Given request: Please locate every line in the listing below that contains the word "vehicle", and copy each of those lines.

Dataset records:
- - -

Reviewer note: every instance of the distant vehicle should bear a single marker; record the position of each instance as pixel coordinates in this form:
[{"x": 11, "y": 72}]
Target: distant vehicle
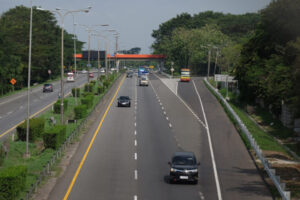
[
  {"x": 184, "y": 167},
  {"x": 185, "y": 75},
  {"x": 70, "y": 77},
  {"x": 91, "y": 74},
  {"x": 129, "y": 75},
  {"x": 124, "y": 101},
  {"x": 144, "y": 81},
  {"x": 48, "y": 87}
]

- - -

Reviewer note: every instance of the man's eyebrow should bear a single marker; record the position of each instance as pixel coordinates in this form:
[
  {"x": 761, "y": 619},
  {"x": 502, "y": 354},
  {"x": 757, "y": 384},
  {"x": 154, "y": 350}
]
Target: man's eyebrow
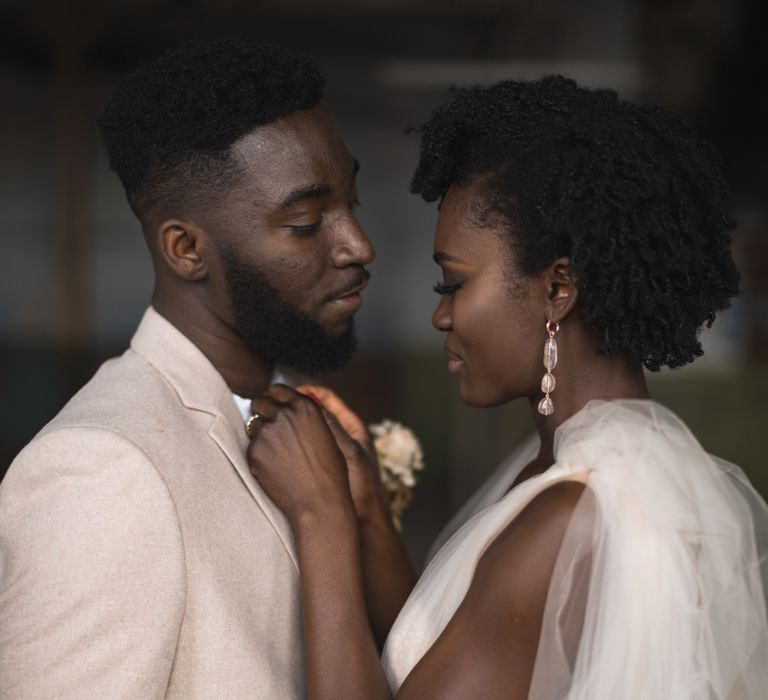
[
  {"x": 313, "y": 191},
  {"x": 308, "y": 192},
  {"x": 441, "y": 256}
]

- - -

Complete response:
Reviewer note: every instance of the distant vehicle should bear a single marker; record the position of each instance as pixel coordinates in this form:
Target: distant vehicle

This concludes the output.